**STATED TASK:** Set down each entry exactly as given; pictures should not appear in the copy.

**Saved entries:**

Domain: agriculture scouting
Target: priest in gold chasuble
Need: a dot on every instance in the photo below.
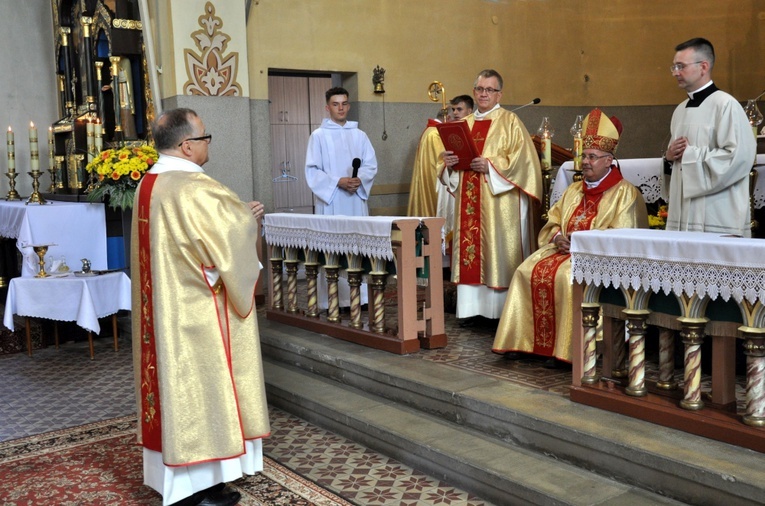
(497, 203)
(537, 317)
(196, 350)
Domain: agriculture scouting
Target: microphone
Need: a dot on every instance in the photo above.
(533, 102)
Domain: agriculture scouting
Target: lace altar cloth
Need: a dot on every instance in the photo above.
(673, 262)
(369, 236)
(645, 173)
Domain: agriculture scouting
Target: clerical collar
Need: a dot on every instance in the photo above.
(481, 115)
(595, 184)
(695, 98)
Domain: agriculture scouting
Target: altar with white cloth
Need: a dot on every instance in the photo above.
(646, 174)
(75, 229)
(697, 270)
(320, 241)
(66, 297)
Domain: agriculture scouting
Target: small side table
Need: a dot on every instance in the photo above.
(69, 298)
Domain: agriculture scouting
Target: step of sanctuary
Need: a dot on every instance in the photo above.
(502, 441)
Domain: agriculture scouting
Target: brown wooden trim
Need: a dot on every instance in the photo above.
(388, 211)
(390, 189)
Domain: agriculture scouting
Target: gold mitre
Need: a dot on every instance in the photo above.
(600, 132)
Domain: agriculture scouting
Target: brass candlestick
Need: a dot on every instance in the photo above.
(57, 179)
(41, 250)
(12, 193)
(52, 172)
(35, 197)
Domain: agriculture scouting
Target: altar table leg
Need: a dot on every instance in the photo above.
(114, 331)
(90, 343)
(29, 337)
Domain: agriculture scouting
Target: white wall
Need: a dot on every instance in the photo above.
(27, 85)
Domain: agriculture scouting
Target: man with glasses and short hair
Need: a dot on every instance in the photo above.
(497, 203)
(538, 314)
(711, 151)
(202, 410)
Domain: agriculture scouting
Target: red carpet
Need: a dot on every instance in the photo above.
(99, 464)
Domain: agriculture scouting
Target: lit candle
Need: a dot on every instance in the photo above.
(99, 136)
(11, 151)
(51, 148)
(90, 142)
(33, 148)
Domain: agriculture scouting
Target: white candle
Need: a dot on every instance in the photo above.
(90, 140)
(11, 151)
(33, 148)
(51, 148)
(99, 136)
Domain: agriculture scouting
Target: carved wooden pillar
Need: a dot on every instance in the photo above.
(332, 270)
(693, 335)
(276, 278)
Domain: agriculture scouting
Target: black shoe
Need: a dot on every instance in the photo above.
(221, 498)
(468, 322)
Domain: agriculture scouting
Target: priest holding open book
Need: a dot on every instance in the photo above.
(498, 195)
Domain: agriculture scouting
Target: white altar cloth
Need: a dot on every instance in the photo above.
(361, 235)
(77, 229)
(674, 262)
(80, 299)
(645, 173)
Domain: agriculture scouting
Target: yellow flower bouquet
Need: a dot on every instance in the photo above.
(658, 220)
(118, 172)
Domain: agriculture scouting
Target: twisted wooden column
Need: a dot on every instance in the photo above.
(590, 314)
(354, 282)
(754, 349)
(666, 360)
(276, 277)
(636, 371)
(292, 262)
(693, 335)
(377, 318)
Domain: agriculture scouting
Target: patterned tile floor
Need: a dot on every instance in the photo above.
(62, 388)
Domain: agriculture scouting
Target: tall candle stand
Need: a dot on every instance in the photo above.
(12, 193)
(52, 171)
(58, 165)
(35, 197)
(41, 250)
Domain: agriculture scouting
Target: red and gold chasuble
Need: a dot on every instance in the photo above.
(543, 273)
(470, 214)
(150, 419)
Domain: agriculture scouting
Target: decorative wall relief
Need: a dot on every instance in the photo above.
(211, 71)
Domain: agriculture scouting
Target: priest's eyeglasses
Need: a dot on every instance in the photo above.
(591, 158)
(679, 67)
(481, 89)
(207, 138)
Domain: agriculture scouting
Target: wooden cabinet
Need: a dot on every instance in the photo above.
(296, 108)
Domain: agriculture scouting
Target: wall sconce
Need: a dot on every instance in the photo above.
(378, 78)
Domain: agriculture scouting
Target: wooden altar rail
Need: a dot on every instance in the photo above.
(620, 385)
(426, 330)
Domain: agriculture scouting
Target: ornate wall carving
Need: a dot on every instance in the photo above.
(211, 71)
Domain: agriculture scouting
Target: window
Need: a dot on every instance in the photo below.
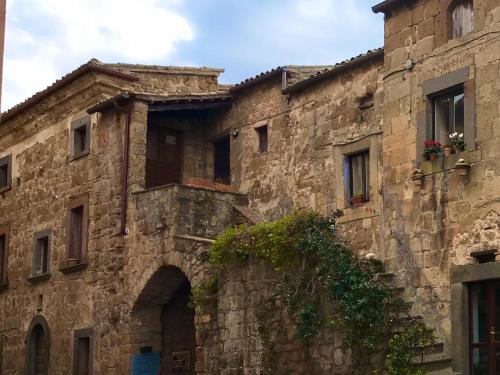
(77, 227)
(76, 233)
(4, 242)
(448, 116)
(357, 177)
(461, 18)
(222, 165)
(5, 173)
(41, 253)
(38, 350)
(80, 138)
(263, 138)
(82, 357)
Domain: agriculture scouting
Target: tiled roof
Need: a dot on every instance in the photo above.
(335, 69)
(163, 99)
(92, 65)
(387, 5)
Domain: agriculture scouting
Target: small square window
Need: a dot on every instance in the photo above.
(448, 116)
(41, 253)
(5, 172)
(80, 137)
(263, 138)
(357, 177)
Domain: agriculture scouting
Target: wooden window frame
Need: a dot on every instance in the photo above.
(74, 127)
(365, 154)
(79, 334)
(6, 162)
(4, 280)
(73, 266)
(35, 276)
(263, 138)
(435, 87)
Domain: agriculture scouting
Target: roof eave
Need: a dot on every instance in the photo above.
(73, 76)
(333, 72)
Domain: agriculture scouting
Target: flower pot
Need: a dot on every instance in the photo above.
(357, 200)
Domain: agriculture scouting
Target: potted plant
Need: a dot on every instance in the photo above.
(432, 149)
(417, 177)
(462, 167)
(358, 199)
(457, 141)
(448, 150)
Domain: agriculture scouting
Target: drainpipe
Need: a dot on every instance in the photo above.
(126, 147)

**THE OUTPUT:**
Domain: agriculture scouting
Target: priest in gold chasuble
Need: a dot on every instance in the photo below.
(497, 203)
(537, 317)
(196, 350)
Domain: agriculture scouting
Target: microphone
Need: a dot on every instance in the photo above.
(533, 102)
Domain: agriculture scouting
Target: lace altar cloth
Need: a dot on every instance in the photo above.
(673, 262)
(369, 236)
(645, 173)
Domain: agriculture scouting
Target: clerical collar
Need: a dot on every instance in the photo above.
(481, 115)
(595, 184)
(695, 98)
Domain: agriculture scouting
Target: altar with white cloth
Need: a dot on every instance in the photo above.
(646, 174)
(75, 229)
(697, 270)
(320, 241)
(66, 297)
Domain: agriculture scouting
Target: small side table
Need: a dot on every instance in the photo above.
(69, 298)
Domain: agriculture scouting
Target: step of sanctuary
Need: a dot on every instance in the photo above.
(502, 441)
Domain: agriculture scouting
Target: brown wooden trim
Need: a dot on every instance in the photo above.
(388, 211)
(390, 189)
Domain: agriculture scouting
Target: gold mitre
Need: a dot on every instance in the photo above.
(600, 132)
Domain: agriculture scouting
Target: brass candlestick
Need: a dot on every instance in the photo above.
(57, 179)
(41, 250)
(12, 193)
(52, 172)
(35, 197)
Domain: agriculture scouting
Target: altar table leg
Need: a dot on every instance in the photo above.
(114, 331)
(90, 343)
(29, 337)
Domain: agriculture scouting
Target: white wall
Need: a dot on every instance in the photo above.
(27, 85)
Domain: agriculture scouting
Target: man with glasses and short hair
Need: a dot on every instance in the photo above.
(497, 203)
(538, 314)
(711, 151)
(202, 410)
Domain: agriculture scouting
Target: red carpet
Need: a dot on every instance in the photo above.
(99, 464)
Domain: agriculture scouting
Target: lit candle
Need: a dot on every instance in the photo above.
(99, 136)
(11, 151)
(51, 148)
(90, 142)
(33, 148)
Domain: agriculture scouting
Target: white candle
Need: a dot on every instance in the photo above.
(90, 140)
(11, 151)
(33, 148)
(51, 148)
(99, 136)
Domain: agriculture scouting
Target: carved wooden pillar
Need: a dot on every instance in the photo above.
(332, 270)
(693, 335)
(276, 278)
Domain: agriculture scouting
Target: black shoe
Need: a dot on every instance in the photo above.
(221, 498)
(468, 322)
Domain: agriculture scouting
Target: priest holding open book
Need: a dot on every instance in the photo above.
(498, 195)
Domain: agriculture scouting
Target: white altar cloth
Need: a dot on every instance in the photo above.
(361, 235)
(77, 229)
(674, 262)
(80, 299)
(645, 173)
Domain: agriculture scouting
Target: yellow flower bouquet
Need: a dot on every instance in the photo above.
(658, 220)
(118, 172)
Domain: agriculture scouting
Target: twisted wooden column
Need: a dot on every instance in the photo above.
(590, 314)
(354, 282)
(754, 349)
(666, 360)
(276, 277)
(636, 371)
(292, 262)
(693, 335)
(377, 318)
Domain: agriculture scouting
Target: patterned tile floor
Need: a dot on every instance in the photo above.
(62, 388)
Domain: agriculture scouting
Target: tall candle stand
Need: a dot on every instance in the photo above.
(12, 193)
(52, 171)
(58, 165)
(35, 197)
(41, 250)
Domain: agriculture scouting
Target: red and gold chasuble
Need: a dot on every instance in the photo above.
(543, 273)
(470, 214)
(150, 419)
Domain: agriculture scouting
Target: decorative wall relief
Need: a dot on every instance in the photo above.
(211, 71)
Domain: agriculture scouting
Target: priest's eyeglasses
Need: a dot on every instance in the photo above.
(591, 158)
(679, 67)
(481, 89)
(207, 138)
Domain: agriculture scouting
Target: wooden cabinet
Need: a dot on every instance in the photo above.
(296, 108)
Domain: agriculture scouting
Target: wall sconce
Need: a dot on every instance in the photo above.
(378, 78)
Domain: agriculture scouting
Target: wooden altar rail
Need: a dot on every instance in the photo above.
(620, 385)
(426, 330)
Domain: agriculture scouting
Target: ornate wall carving
Need: a dot on every instance in the photo above.
(211, 71)
Domain: agriculture scouting
Target: window
Need: a dot on every instance in the photo below.
(77, 227)
(76, 233)
(4, 242)
(448, 116)
(357, 177)
(461, 18)
(222, 165)
(5, 173)
(41, 253)
(38, 350)
(80, 138)
(263, 138)
(82, 357)
Domain: agriculture scouting
Target: tiled roof
Need: a dot on every instance in the photo above.
(335, 69)
(163, 99)
(92, 65)
(387, 5)
Domain: agriculture scouting
Target: small square window
Need: a dot on every instance in the photo above.
(448, 116)
(41, 253)
(5, 172)
(80, 137)
(263, 138)
(357, 177)
Domain: agriculture scouting
Target: wooden window frame
Need: a dot on every instance in the photo above.
(74, 127)
(365, 154)
(79, 334)
(6, 162)
(4, 280)
(73, 266)
(35, 276)
(263, 138)
(435, 87)
Domain: agriculture scouting
Target: roof eave
Need: a dot on every instance in the photo above.
(73, 76)
(333, 72)
Domain: agriculture scouting
Target: flower pot
Need: a dot on every instance in the photo above.
(357, 200)
Domain: agriculture scouting
Target: potted plant
Need: a dot on every instance in the photo above.
(432, 149)
(417, 177)
(462, 167)
(358, 199)
(457, 141)
(448, 150)
Domain: agriculture scouting
Target: drainpipe
Need: a dot on every instance in the photo above.
(126, 147)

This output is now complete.